**Trecho do documento**.
:::

A desinformação no filme age como um vírus paralelo: silencioso, mutante e tão contagioso quanto o próprio agente biológico que a inspirou. À medida que o filme se desenrola, somos expostos a essa mesma lógica, mensagens truncadas, falas desconexas e repetições que parecem inocentes, mas se acumulam até deformar a percepção da realidade. Tudo funciona como um espelho da propagação gradual e corrosiva das falsas narrativas que dominaram o imaginário coletivo naquele momento.

Aster nos lembra de tudo isso ao nos colocar diante de uma cidade pequena do Novo México, comprimida entre o medo e a vaidade, o desespero e a teimosia. O deserto alaranjado e seco que a cerca funciona quase como metáfora: a aridez da paisagem espelha a linguagem áspera e desesperançada da burocracia, onde decisões tardias e políticas equivocadas secam qualquer impulso de sensatez ou compaixão.

Joaquin Phoenix e Pedro Pascal vivem seus personagens com intensidade ritual, num duelo contemporâneo onde os tapas substituem os revólveres nesse faroeste moderno. O xerife e o prefeito se tornam arquétipos de um mundo que se debate entre razão e ego, entre responsabilidade e espetáculo, no mesmo reflexo de uma falácia que disfarça, sob o verniz da moral, a exaltação do próprio ego.

A comédia, tão ácida quanto um limão, que permeia “Eddington” não surge como alívio, mas como lente crítica. O absurdo do cotidiano, o descompasso entre poder e senso comum, transformam-se em riso desconfortável, que faz o público se reconhecer na cena e, simultaneamente, se afastar do espelho.

É um humor que não nos permite escapar de nós mesmos, que nos confronta com a fragilidade da razão diante da incerteza e com a facilidade com que a vaidade política pode se sobrepor à empatia.

:::

**Dados**.
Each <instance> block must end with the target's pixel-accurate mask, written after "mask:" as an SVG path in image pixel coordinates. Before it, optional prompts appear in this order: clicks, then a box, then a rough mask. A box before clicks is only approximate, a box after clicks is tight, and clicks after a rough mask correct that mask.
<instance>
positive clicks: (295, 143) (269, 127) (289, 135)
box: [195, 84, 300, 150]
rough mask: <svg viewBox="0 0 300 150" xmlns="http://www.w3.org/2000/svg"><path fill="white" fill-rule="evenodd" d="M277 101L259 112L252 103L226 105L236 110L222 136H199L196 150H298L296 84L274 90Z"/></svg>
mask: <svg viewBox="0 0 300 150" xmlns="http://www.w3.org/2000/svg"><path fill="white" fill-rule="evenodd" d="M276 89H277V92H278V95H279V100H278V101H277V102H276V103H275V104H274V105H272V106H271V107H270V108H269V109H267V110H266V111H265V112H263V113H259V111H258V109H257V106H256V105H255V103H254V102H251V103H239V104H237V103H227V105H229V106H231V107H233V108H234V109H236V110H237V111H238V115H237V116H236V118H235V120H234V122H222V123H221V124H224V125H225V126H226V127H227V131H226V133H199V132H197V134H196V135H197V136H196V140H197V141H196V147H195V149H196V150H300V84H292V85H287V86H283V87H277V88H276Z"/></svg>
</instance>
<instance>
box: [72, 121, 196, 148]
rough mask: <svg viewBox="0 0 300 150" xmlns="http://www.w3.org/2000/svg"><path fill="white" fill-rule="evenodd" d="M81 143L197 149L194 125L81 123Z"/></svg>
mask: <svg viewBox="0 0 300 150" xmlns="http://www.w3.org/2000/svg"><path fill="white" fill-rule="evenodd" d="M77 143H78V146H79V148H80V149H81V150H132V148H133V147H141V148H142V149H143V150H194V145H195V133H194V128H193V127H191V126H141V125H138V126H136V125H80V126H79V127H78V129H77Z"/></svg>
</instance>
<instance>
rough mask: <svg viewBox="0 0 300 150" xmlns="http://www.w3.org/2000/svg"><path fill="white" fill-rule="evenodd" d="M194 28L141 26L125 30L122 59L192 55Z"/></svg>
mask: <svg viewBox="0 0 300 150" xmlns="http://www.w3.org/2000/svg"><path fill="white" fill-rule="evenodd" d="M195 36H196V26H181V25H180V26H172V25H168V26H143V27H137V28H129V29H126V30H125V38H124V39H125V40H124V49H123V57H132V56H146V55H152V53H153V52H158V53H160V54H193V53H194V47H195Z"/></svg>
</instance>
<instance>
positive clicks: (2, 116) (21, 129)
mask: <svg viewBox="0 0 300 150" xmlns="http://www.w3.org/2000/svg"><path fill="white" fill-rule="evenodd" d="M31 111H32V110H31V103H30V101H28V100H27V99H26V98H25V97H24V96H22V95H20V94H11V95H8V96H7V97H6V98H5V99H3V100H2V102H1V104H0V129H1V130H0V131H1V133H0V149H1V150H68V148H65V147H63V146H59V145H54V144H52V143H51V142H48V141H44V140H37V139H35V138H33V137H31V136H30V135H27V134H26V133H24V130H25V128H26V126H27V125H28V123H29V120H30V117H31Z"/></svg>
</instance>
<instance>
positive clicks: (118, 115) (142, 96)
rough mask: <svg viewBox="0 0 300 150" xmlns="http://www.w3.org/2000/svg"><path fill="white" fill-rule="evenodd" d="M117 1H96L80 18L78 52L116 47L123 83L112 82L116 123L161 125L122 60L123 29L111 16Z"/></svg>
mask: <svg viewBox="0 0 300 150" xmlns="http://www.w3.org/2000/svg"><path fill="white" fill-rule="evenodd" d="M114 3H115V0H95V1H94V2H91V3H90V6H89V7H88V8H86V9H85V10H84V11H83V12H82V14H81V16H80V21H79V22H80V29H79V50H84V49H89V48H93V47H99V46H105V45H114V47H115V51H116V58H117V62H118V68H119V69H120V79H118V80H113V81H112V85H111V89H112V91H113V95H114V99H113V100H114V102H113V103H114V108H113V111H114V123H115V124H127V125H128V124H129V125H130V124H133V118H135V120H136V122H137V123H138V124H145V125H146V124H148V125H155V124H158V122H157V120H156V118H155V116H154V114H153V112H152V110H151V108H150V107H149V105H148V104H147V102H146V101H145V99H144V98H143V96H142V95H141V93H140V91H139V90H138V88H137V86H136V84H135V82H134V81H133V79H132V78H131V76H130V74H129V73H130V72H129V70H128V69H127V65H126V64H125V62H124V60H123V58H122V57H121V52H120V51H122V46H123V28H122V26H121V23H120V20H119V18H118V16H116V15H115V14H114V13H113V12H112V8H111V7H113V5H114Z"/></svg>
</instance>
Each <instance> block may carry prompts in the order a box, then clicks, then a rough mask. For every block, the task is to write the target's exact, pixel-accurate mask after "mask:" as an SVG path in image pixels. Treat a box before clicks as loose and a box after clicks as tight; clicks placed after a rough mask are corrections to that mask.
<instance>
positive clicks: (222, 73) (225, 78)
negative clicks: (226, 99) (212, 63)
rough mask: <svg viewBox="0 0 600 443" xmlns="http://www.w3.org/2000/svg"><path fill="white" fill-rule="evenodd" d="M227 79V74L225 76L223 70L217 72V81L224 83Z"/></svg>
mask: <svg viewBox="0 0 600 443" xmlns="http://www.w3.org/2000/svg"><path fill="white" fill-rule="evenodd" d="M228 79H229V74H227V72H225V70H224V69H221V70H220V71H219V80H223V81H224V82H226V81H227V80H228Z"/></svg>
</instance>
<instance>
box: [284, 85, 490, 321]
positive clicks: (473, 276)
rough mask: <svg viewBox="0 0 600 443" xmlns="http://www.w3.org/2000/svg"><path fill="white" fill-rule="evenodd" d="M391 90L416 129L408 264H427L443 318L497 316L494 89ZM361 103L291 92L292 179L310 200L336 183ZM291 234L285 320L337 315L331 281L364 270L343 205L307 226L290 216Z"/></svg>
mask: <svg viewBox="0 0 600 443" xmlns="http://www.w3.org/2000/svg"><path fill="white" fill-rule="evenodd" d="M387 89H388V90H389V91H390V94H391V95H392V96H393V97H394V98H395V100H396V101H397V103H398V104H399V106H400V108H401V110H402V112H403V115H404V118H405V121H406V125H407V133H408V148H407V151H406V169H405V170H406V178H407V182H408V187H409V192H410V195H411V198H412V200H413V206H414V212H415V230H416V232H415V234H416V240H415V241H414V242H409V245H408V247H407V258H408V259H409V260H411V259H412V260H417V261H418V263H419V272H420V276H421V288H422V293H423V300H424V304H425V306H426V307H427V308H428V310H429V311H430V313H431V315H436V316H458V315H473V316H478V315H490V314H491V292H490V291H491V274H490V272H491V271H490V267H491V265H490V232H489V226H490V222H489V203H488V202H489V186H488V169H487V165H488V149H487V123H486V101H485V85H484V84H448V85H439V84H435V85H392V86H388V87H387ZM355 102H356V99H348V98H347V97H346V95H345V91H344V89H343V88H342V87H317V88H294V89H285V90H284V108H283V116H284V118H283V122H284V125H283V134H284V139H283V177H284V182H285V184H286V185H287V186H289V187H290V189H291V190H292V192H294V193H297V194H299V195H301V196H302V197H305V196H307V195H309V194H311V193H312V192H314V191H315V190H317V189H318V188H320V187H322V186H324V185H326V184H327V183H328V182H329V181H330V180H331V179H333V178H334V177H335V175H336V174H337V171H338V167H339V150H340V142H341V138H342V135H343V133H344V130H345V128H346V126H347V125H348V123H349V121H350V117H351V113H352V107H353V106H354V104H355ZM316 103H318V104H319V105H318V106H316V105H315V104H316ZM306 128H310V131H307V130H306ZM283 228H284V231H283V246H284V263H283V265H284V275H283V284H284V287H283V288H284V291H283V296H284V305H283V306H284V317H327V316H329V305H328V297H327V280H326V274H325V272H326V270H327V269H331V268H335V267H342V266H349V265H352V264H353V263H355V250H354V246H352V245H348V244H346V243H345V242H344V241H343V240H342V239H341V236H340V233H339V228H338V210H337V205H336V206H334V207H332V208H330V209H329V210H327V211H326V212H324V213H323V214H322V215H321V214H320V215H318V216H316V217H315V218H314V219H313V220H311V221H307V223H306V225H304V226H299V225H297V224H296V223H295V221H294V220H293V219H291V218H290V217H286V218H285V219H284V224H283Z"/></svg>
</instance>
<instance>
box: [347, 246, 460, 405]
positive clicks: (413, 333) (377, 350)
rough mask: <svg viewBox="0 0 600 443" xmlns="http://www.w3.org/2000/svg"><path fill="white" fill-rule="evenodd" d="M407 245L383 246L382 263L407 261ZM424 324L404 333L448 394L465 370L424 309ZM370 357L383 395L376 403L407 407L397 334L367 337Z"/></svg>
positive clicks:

:::

**O que fazer**.
1. Reescreva o trecho da crítica sobre "Eddington", tudo desde "Joaquin Phoenix e" até "sobrepor à empatia.", trocando "xerife" por "delegado".
2. Diga se cada afirmação concorda com a crítica sobre "Eddington", respondendo sim ou não e citando as palavras do texto que decidem: (a) a cidade do filme fica no Novo México; (b) a comédia do filme surge como alívio; (c) o deserto que cerca a cidade é verde e úmido.
3. Na crítica sobre "Eddington", o que substitui os revólveres no duelo entre os personagens?

**Respostas por item**.
1.
Joaquin Phoenix e Pedro Pascal vivem seus personagens com intensidade ritual, num duelo contemporâneo onde os tapas substituem os revólveres nesse faroeste moderno. O delegado e o prefeito se tornam arquétipos de um mundo que se debate entre razão e ego, entre responsabilidade e espetáculo, no mesmo reflexo de uma falácia que disfarça, sob o verniz da moral, a exaltação do próprio ego.

A comédia, tão ácida quanto um limão, que permeia “Eddington” não surge como alívio, mas como lente crítica. O absurdo do cotidiano, o descompasso entre poder e senso comum, transformam-se em riso desconfortável, que faz o público se reconhecer na cena e, simultaneamente, se afastar do espelho.

É um humor que não nos permite escapar de nós mesmos, que nos confronta com a fragilidade da razão diante da incerteza e com a facilidade com que a vaidade política pode se sobrepor à empatia.

2.
(a) Sim: "uma cidade pequena do Novo México".
(b) Não: "não surge como alívio, mas como lente crítica".
(c) Não: "O deserto alaranjado e seco que a cerca".

3. Os tapas.